▸ **WHAT YOU ARE ASKED TO DO**
Although the entries contain pictures, return everything else in them verbatim and omit the pictures.

▸ **THE DATA**
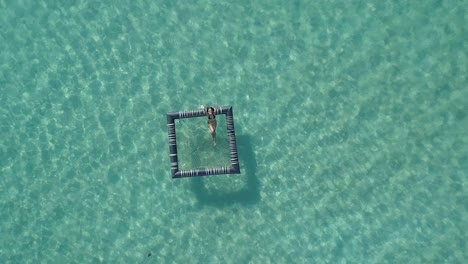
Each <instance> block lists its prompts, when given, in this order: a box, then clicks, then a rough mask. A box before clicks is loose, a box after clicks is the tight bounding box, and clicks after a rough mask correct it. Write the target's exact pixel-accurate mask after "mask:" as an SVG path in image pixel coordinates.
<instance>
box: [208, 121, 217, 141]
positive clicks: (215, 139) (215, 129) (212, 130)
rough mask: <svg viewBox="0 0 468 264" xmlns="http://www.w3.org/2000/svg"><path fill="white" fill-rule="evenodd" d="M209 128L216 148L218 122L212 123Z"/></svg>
mask: <svg viewBox="0 0 468 264" xmlns="http://www.w3.org/2000/svg"><path fill="white" fill-rule="evenodd" d="M208 127H209V128H210V132H211V139H213V145H215V146H216V121H214V122H210V123H209V124H208Z"/></svg>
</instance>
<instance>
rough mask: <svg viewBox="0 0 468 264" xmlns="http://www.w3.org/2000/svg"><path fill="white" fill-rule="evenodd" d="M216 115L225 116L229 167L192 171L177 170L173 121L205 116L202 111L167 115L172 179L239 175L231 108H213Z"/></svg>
mask: <svg viewBox="0 0 468 264" xmlns="http://www.w3.org/2000/svg"><path fill="white" fill-rule="evenodd" d="M215 110H216V115H220V114H224V115H226V126H227V135H228V140H229V152H230V155H231V166H228V167H217V168H202V169H192V170H179V162H178V158H177V139H176V129H175V120H176V119H182V118H192V117H200V116H206V112H205V110H204V109H198V110H191V111H179V112H169V113H167V135H168V137H169V158H170V160H171V175H172V178H173V179H176V178H184V177H197V176H207V175H220V174H239V173H240V166H239V158H238V156H237V144H236V133H235V130H234V116H233V114H232V106H223V107H215Z"/></svg>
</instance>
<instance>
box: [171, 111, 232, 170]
mask: <svg viewBox="0 0 468 264" xmlns="http://www.w3.org/2000/svg"><path fill="white" fill-rule="evenodd" d="M216 120H217V128H216V141H217V144H216V146H213V141H212V139H211V134H210V132H209V129H208V123H207V118H206V117H205V116H201V117H194V118H187V119H178V120H176V122H175V124H176V131H177V132H176V136H177V152H178V158H179V166H180V168H181V169H183V170H190V169H200V168H215V167H223V166H229V165H230V164H231V161H230V153H229V139H228V136H227V131H226V118H225V116H224V115H218V116H216Z"/></svg>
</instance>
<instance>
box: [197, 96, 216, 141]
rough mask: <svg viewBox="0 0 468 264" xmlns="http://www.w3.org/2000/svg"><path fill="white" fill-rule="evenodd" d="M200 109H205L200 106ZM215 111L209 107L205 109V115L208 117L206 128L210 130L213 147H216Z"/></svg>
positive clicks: (204, 108)
mask: <svg viewBox="0 0 468 264" xmlns="http://www.w3.org/2000/svg"><path fill="white" fill-rule="evenodd" d="M200 108H201V109H205V107H204V106H203V105H202V106H200ZM215 114H216V109H214V108H213V107H211V106H208V107H207V108H206V115H207V116H208V128H209V129H210V133H211V139H213V146H216V115H215Z"/></svg>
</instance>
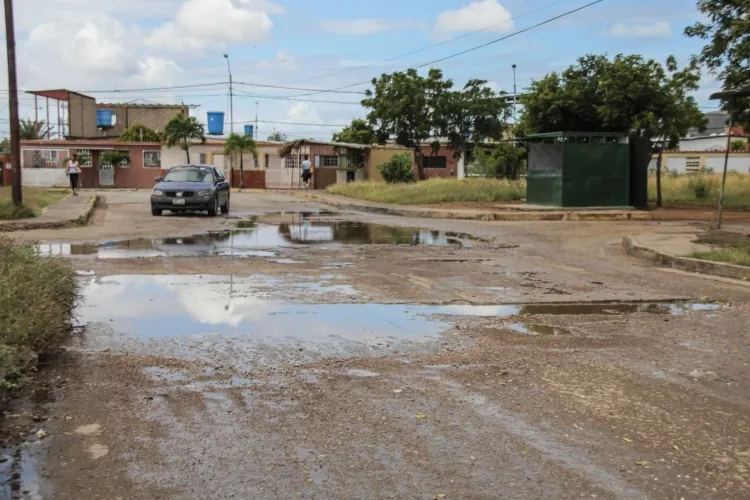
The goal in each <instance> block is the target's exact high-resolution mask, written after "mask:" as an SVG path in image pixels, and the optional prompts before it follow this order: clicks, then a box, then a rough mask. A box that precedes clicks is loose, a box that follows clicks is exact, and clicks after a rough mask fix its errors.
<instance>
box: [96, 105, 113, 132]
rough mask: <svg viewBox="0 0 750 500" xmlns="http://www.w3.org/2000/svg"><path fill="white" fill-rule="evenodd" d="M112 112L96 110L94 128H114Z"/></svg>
mask: <svg viewBox="0 0 750 500" xmlns="http://www.w3.org/2000/svg"><path fill="white" fill-rule="evenodd" d="M114 116H115V114H114V112H113V111H112V110H109V109H97V110H96V126H97V127H98V128H112V127H114Z"/></svg>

▸ **OUTPUT FOR THIS EXERCISE**
Each <instance> block lists its prompts, when given, in this order: a box, then clicks, then a rough mask. A box before clicks is loose, a box after clicks is the tight bounding box, and clicks after a rough mask correct it. Write the target's exact pixel-accurate mask after "mask:" as an SVG path in image pixel coordinates.
<instance>
box: [208, 121, 217, 141]
positive clicks: (215, 139) (215, 129) (212, 130)
rough mask: <svg viewBox="0 0 468 264" xmlns="http://www.w3.org/2000/svg"><path fill="white" fill-rule="evenodd" d="M209 128L216 148L218 122L212 123Z"/></svg>
mask: <svg viewBox="0 0 468 264" xmlns="http://www.w3.org/2000/svg"><path fill="white" fill-rule="evenodd" d="M208 127H209V128H210V132H211V139H213V145H215V146H216V121H214V122H210V123H209V124H208Z"/></svg>
</instance>
<instance>
rough mask: <svg viewBox="0 0 468 264" xmlns="http://www.w3.org/2000/svg"><path fill="white" fill-rule="evenodd" d="M216 115L225 116L229 167L192 171L177 170L173 121L205 116L202 111L167 115L172 179L239 175L231 108H213Z"/></svg>
mask: <svg viewBox="0 0 468 264" xmlns="http://www.w3.org/2000/svg"><path fill="white" fill-rule="evenodd" d="M215 110H216V115H220V114H224V115H226V126H227V135H228V140H229V152H230V155H231V166H228V167H217V168H202V169H192V170H179V162H178V158H177V139H176V129H175V120H176V119H182V118H192V117H200V116H206V112H205V110H204V109H198V110H191V111H179V112H169V113H167V135H168V137H169V158H170V160H171V175H172V178H173V179H176V178H184V177H197V176H207V175H220V174H239V173H240V166H239V158H238V156H237V144H236V133H235V130H234V116H233V114H232V106H223V107H215Z"/></svg>
</instance>
<instance>
box: [171, 111, 232, 170]
mask: <svg viewBox="0 0 468 264" xmlns="http://www.w3.org/2000/svg"><path fill="white" fill-rule="evenodd" d="M216 120H217V128H216V141H217V144H216V146H213V141H212V139H211V134H210V132H209V129H208V123H207V118H206V117H205V116H201V117H194V118H187V119H178V120H176V122H175V124H176V131H177V132H176V136H177V152H178V158H179V166H180V168H181V169H183V170H190V169H200V168H215V167H223V166H229V165H230V164H231V161H230V153H229V139H228V136H227V131H226V118H225V116H224V115H218V116H216Z"/></svg>
</instance>
<instance>
box: [197, 96, 216, 141]
rough mask: <svg viewBox="0 0 468 264" xmlns="http://www.w3.org/2000/svg"><path fill="white" fill-rule="evenodd" d="M200 109H205L200 106ZM215 111L209 107L205 109V115L208 117L206 128L210 130L213 147H216Z"/></svg>
positive clicks: (204, 108)
mask: <svg viewBox="0 0 468 264" xmlns="http://www.w3.org/2000/svg"><path fill="white" fill-rule="evenodd" d="M200 108H201V109H205V107H204V106H203V105H202V106H200ZM215 114H216V109H214V108H213V107H211V106H208V107H207V108H206V115H207V116H208V128H209V129H210V133H211V139H213V146H216V115H215Z"/></svg>
</instance>
The goal in each <instance> block is the target's exact high-resolution mask, written after "mask:" as an SVG path in image pixels, and the optional prompts before it follow this order: clicks, then a box, then a rough mask. A box that precedes clicks is loose, a box that follows clicks is exact, and clicks after a rough mask fix its errors.
<instance>
box: [96, 105, 113, 132]
rough mask: <svg viewBox="0 0 750 500" xmlns="http://www.w3.org/2000/svg"><path fill="white" fill-rule="evenodd" d="M112 112L96 110L94 128H114Z"/></svg>
mask: <svg viewBox="0 0 750 500" xmlns="http://www.w3.org/2000/svg"><path fill="white" fill-rule="evenodd" d="M114 116H115V114H114V112H113V111H112V110H109V109H97V110H96V126H97V127H98V128H112V127H114Z"/></svg>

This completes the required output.